> _Instructions_
1 > In the article on the Chapter 40B GLAM test below, what share of land area does the General Land Area Minimum safe harbor require?
2 > Using the article on the Chapter 40B GLAM test below, explain why the author calls the Annual Land Area Minimum an affordable housing "Sasquatch."
3 > Write the next few sentences of the article on the Chapter 40B GLAM test below, picking up after its last sentence.

> _Document excerpt_
Thursday, May 25, 2017

The Housing Watch…The Most Potentially Potent Footnote in Affordable Housing


By Robert M. Ruzzo
By all accounts, the so-called “GLAM Test” under Massachusetts General Laws Chapter 40B (“Chapter 40B,” the “Affordable Housing” Law, or the “Comprehensive Permit Law”), one of the
hottest topics in affordable housing over the past few years, is going to continue to attract attention in the coming months.  As affordable housing aficionados know, the “General Land Area Minimum” (hence, “GLAM”) test is one of three safe harbors provided for under the Affordable Housing Law.  Under Chapter 40B, this safe harbor exists when “low or moderate income housing exists… on sites comprising 1.5% or more of the total land area zoned for residential, commercial or industrial use.”
For years, this safe harbor was relatively unknown, particularly when compared to the widely recognized “10% test” under the statute.  Two years ago, even the Housing Appeals Committee (“HAC”) had to concede in Newton Zoning Board of Appeals v. Dinosaur Row LLC that:  “the General Land Area Minimum is a complex measure, which has not been addressed extensively during the 45 year history of the Comprehensive Permit Law.”  The third Chapter 40B safe harbor, the Annual Land Area Minimum, remains a veritable affordable housing “Sasquatch,” whose existence is alleged, but as yet remains unverified.

> _Given information_
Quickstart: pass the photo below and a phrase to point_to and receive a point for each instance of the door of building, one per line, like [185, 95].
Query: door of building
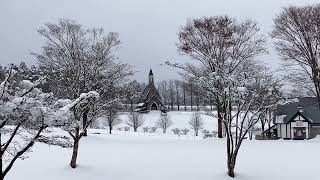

> _Answers provided_
1 > Low or moderate income housing must exist on sites making up 1.5% or more of the total land area zoned for residential, commercial or industrial use.

2 > The author uses the label because the existence of this third safe harbor is alleged but has not yet been verified.

3 >
After an extensive internal review, the Department of Housing and Community Development (“DHCD”) published “Draft Guidelines for Calculating General Land Area Minimum” (the “GLAM Guidelines”) on its website on Friday, May 5, 2017.  The GLAM Guidelines are intended to provide straightforward assistance to municipalities.  In addition to the eight pages of guidance, which includes a new definition of “Group Home,” the GLAM Guidelines were accompanied by two appendices.  Appendix A consists of twelve pages of technical instructions, while Appendix B walks through an “Example Calculation,” complete with illustrations.  DHCD will be accepting written comments on the GLAM Guidelines (including the appendices) through July 5, 2017.
The publication of these eagerly anticipated GLAM Guidelines provides an appropriate opportunity to step back and reflect upon some of the larger issues surrounding the Affordable Housing law, and the statutory safe harbors in particular.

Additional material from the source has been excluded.